● Questions
1/ In the text on the medieval Faculty of Arts, which three subjects made up the Trivium?
2/ Extend the text on the medieval Faculty of Arts, picking up right after its final sentence.

● Source document
The Faculty of Arts was one of the four traditional divisions of the teaching bodies of medieval universities, the others being Theology, Law and Medicine. The Faculty of Arts was the lowest in rank, but also the largest as students had to graduate there to be admitted to one of the higher faculties.[1]

Course of study[edit]

University studies took six years for a Master of Arts degree (a Bachelor of Arts degree could be awarded along the way). The studies for this were organized by the faculty of arts, where the Seven Liberal Arts were taught: arithmetic, geometry, astronomy, music, grammar, logic, and rhetoric.[2][3] These were divided into the Trivium (grammar, rhetoric, dialectics) and the Quadrivium (arithmetic, music, geometry and astronomy). All instruction was given in Latin and students were expected to be able to converse in that language.[4] The trivium comprised the three subjects that were taught first: grammar, logic, and rhetoric. These three subjects were the most important of the seven liberal arts for medieval students.[5] The curriculum came also to include the three Aristotelian philosophies: physics, metaphysics and moral philosophy.[5]

In the universities of continental Europe, this faculty has more often been named the equivalent of 'Faculty of Philosophy' (e.g., Norwegian: Det filosofiske fakultet, Slovene: Filozofska fakulteta). Nowadays this is a common name for the faculties teaching humanities.

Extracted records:

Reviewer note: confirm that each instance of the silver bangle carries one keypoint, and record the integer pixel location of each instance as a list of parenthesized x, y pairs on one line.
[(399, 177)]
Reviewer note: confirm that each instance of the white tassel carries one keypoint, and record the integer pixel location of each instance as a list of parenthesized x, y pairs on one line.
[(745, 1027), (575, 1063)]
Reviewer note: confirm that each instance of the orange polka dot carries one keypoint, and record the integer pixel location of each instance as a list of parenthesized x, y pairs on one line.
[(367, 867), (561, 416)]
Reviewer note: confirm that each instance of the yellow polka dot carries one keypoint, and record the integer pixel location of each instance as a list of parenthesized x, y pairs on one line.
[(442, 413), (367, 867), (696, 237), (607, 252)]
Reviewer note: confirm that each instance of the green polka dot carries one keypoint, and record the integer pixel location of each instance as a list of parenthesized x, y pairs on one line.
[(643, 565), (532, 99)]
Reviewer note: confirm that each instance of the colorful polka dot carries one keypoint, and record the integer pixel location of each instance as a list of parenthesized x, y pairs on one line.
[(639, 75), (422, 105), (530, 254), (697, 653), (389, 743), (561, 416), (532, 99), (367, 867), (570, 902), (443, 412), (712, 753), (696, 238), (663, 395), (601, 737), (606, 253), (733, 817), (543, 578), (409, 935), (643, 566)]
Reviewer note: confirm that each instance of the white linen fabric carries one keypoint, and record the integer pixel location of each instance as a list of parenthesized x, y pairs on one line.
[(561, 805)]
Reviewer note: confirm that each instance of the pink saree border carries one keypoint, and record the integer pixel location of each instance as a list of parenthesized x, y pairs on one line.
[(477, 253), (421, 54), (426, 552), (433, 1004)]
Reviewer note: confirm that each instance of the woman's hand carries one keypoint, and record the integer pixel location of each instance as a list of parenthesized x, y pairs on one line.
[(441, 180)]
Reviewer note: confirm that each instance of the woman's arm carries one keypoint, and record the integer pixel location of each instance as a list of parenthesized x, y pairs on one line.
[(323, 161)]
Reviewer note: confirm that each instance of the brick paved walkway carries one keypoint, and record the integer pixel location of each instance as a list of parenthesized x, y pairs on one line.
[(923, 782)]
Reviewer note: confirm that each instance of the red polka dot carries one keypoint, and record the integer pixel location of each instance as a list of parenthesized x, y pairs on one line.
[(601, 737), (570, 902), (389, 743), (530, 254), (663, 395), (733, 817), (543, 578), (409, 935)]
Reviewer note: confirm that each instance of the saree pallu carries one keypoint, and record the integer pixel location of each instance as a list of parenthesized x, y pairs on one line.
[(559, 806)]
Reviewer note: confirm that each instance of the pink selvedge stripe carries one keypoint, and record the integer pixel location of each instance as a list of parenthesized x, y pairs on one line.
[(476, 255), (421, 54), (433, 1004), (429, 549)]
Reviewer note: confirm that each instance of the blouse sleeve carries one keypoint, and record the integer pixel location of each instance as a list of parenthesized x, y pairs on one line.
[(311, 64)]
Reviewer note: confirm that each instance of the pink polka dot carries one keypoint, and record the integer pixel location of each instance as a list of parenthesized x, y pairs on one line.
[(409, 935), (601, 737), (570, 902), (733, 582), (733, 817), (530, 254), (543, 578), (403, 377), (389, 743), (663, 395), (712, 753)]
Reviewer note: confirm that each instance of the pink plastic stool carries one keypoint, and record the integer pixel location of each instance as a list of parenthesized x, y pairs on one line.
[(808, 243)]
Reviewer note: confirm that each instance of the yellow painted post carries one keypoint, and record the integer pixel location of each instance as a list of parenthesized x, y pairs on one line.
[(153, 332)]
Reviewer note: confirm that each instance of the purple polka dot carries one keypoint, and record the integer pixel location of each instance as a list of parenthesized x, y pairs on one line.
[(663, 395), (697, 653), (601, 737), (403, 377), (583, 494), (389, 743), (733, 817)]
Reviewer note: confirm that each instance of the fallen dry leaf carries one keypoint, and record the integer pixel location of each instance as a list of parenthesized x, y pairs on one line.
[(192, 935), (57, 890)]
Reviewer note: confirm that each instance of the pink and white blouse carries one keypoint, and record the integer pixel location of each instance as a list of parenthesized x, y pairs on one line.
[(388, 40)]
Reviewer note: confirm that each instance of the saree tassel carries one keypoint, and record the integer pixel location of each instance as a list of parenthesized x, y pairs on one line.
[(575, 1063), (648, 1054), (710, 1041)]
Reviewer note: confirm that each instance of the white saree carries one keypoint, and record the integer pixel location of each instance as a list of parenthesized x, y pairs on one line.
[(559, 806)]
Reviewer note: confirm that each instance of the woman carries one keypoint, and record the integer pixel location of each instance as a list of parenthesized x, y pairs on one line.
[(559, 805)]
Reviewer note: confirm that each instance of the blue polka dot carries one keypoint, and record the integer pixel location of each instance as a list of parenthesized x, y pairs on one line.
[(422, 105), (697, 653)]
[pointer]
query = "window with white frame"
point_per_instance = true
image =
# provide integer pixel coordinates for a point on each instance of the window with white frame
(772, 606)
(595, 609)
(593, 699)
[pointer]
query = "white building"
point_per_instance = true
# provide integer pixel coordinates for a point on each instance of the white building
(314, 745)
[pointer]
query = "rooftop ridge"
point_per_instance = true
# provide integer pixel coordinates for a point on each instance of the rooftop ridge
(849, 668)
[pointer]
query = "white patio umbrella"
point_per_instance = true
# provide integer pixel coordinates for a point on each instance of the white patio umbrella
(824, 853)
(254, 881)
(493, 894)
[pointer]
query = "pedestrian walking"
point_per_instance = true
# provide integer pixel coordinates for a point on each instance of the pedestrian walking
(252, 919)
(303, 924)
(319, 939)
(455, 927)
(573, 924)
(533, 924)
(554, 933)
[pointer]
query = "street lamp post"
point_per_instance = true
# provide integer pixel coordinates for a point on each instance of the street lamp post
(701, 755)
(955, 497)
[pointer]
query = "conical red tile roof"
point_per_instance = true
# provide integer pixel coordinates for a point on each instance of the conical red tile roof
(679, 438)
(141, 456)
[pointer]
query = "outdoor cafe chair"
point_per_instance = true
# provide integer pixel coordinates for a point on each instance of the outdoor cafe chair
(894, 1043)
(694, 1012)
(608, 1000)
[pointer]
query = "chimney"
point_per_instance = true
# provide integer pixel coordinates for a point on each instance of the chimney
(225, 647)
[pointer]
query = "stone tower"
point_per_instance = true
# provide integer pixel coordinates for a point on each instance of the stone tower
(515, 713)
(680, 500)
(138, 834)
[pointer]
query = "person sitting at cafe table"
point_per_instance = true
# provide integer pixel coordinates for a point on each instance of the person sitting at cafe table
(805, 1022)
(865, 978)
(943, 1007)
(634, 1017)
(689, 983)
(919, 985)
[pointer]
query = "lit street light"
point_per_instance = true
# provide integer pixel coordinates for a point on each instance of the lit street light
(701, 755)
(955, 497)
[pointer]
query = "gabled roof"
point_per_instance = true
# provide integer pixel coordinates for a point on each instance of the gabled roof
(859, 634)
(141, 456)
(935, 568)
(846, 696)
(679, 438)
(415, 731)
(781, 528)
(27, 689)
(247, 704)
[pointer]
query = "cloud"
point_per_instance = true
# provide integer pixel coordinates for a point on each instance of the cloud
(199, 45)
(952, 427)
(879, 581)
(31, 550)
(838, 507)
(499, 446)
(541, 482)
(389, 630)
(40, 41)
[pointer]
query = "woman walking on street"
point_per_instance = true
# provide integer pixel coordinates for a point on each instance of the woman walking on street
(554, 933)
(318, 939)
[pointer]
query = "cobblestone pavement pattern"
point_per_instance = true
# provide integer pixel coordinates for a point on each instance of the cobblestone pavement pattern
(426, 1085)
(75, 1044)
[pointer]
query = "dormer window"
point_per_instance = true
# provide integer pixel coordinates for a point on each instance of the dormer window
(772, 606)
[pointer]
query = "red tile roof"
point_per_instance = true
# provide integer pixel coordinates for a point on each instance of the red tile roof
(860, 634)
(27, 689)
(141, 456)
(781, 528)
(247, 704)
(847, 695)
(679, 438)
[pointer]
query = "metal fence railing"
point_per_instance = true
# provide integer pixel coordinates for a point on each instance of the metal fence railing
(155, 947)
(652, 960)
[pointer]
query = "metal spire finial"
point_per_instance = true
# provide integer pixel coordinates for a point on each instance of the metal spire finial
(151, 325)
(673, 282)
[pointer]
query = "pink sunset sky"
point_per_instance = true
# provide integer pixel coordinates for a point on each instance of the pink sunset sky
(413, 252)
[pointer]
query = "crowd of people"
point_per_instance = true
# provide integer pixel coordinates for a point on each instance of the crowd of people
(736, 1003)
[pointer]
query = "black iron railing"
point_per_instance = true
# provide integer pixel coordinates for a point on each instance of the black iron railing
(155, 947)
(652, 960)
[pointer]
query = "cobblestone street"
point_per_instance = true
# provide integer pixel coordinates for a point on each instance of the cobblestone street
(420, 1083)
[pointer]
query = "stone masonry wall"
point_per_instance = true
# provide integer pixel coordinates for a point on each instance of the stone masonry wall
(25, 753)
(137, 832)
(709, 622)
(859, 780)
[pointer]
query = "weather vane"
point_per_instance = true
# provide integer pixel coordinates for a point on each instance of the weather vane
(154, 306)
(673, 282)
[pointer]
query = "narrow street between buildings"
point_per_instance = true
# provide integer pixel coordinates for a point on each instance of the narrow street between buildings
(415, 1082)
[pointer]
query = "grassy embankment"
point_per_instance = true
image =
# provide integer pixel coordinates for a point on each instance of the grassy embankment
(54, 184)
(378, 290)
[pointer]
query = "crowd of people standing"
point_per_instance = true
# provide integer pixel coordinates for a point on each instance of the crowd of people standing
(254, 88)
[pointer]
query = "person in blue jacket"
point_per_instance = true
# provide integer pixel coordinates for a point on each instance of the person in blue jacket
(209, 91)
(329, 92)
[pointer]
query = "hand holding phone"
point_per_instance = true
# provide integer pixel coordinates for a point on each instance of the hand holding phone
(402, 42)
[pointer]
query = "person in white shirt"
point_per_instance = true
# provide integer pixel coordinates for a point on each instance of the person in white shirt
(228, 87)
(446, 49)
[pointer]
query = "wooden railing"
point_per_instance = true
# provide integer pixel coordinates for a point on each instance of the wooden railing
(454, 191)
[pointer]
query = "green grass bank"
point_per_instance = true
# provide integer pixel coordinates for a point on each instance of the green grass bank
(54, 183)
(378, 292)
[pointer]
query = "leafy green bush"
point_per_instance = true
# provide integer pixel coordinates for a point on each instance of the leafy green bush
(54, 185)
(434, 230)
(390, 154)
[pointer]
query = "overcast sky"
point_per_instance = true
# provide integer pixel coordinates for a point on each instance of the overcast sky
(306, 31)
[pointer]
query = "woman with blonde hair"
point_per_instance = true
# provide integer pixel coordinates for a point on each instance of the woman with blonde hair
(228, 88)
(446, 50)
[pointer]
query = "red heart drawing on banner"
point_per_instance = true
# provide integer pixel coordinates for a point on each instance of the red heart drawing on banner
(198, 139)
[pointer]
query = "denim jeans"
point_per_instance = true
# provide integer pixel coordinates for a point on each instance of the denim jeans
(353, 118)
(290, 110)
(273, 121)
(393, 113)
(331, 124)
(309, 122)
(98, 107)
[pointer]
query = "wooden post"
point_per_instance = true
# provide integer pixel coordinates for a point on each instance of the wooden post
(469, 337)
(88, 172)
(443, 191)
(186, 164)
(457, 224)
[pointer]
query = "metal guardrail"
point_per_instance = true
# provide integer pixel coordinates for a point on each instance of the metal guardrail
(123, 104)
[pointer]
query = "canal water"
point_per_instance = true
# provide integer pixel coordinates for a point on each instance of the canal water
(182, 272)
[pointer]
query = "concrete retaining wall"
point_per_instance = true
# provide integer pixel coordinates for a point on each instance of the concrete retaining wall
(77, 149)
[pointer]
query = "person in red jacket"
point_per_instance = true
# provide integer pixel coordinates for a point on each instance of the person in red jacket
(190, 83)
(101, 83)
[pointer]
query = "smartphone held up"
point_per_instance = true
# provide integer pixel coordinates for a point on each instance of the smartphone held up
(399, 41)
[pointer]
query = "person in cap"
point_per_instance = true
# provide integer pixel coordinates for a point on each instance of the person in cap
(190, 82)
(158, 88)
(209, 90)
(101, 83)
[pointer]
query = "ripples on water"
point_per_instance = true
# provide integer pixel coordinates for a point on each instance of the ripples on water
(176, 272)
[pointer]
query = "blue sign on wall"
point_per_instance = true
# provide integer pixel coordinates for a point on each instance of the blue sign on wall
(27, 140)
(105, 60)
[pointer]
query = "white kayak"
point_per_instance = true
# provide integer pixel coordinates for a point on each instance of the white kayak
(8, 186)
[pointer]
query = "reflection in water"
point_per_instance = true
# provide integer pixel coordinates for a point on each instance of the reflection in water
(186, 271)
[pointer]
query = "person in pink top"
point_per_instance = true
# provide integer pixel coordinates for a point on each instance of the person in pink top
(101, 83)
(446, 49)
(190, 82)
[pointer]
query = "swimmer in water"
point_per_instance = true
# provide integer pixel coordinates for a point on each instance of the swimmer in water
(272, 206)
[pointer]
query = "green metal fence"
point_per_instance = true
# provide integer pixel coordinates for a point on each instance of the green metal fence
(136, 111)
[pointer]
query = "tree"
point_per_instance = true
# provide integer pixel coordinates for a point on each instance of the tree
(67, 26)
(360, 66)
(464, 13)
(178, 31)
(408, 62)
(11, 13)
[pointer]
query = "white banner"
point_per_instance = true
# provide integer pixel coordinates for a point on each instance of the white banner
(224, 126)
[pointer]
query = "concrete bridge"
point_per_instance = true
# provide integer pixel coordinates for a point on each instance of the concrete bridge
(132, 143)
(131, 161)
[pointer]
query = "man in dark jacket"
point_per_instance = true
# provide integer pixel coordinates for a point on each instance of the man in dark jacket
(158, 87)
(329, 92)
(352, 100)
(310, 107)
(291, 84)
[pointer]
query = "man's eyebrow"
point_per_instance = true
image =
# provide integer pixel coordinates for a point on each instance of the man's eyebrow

● Outputs by task
1/ Grammar, rhetoric, and dialectics.

2/
References[edit]

  1. ^ The Faculty of Arts - Catholic Encyclopedia article
  2. ^ H. Rashdall, The Universities of Europe in the Middle Ages, 3 Volumes, F.M. Powicke, A.B. Emden (Eds. of 2nd Edition), Oxford University Press, 1936.
  3. ^ G. Leff and J. North, Chapter 10: The Faculty of Arts, in A History of the University in Europe, Volume I: Universities in the Middle Ages, W. Ruegg (ed.), Cambridge University Press, 1992.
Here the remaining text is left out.